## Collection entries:
_ _ _ _

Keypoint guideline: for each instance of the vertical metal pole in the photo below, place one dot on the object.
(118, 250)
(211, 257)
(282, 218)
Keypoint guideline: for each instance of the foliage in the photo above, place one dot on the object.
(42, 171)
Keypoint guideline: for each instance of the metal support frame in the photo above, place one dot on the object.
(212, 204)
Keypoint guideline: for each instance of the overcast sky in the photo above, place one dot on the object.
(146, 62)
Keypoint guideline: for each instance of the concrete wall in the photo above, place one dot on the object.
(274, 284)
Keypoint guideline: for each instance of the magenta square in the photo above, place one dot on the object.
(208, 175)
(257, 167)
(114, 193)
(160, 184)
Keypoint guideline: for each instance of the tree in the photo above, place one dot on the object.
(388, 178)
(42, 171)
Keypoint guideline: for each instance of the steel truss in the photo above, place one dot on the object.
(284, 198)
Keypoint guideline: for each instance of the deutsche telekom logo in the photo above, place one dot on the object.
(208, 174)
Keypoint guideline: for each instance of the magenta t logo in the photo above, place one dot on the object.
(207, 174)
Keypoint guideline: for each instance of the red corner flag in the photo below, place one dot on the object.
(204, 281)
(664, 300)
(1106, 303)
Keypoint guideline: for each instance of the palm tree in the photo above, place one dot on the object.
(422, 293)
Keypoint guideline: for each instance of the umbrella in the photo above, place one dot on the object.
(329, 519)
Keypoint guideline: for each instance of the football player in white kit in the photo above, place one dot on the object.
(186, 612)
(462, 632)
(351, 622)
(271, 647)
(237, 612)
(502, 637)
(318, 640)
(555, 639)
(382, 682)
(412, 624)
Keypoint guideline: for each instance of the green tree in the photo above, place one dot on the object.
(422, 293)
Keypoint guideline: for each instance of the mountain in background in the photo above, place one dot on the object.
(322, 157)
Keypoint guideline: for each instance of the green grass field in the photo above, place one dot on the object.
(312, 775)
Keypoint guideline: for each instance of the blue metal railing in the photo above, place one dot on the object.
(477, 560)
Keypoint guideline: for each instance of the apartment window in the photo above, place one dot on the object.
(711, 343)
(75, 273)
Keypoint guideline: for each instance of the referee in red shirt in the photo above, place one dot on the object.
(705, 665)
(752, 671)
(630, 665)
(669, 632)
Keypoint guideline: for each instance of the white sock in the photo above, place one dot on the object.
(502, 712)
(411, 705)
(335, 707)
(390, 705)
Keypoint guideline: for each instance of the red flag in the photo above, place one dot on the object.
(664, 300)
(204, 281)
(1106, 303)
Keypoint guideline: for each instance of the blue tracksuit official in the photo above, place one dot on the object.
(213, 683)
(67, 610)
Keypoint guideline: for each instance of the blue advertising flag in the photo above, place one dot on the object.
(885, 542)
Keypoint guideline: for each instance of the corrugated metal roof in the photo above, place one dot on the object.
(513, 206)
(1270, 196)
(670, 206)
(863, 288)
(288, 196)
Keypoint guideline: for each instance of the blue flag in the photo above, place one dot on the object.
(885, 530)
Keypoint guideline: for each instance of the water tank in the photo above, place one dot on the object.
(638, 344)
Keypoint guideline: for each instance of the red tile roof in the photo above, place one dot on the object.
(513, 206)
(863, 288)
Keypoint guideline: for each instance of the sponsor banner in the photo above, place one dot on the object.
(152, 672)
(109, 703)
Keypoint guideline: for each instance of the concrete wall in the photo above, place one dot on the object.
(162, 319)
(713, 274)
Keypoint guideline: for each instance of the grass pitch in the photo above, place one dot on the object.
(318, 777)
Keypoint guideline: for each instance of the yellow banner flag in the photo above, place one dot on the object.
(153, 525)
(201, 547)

_ _ _ _

## Objective:
Reproduce the listing from the line containing "Keypoint guideline: for each instance of the water" through its final line, keeping every guideline line, and shift each point by adding 50 to both of its coordinates.

## Result of this task:
Keypoint guideline: for each instance of the water tank in the photo above, place one dot on the object.
(688, 394)
Keypoint guideline: for each instance of the red tile roof in the photo above, place one dot on the object.
(563, 256)
(913, 338)
Keypoint guideline: for each instance of the sponsor banner in the photo above, place one dot on the object.
(202, 722)
(159, 753)
Keypoint guideline: for each instance of the concrete wall in the photo above, place one dot on the object.
(212, 369)
(763, 324)
Keypoint guideline: for each instance of the grass pitch in the photo above, place one dot on the object.
(368, 827)
Keypoint guideline: for each instance of the yellow banner flag in the photo above, place one dot on the object.
(203, 575)
(251, 597)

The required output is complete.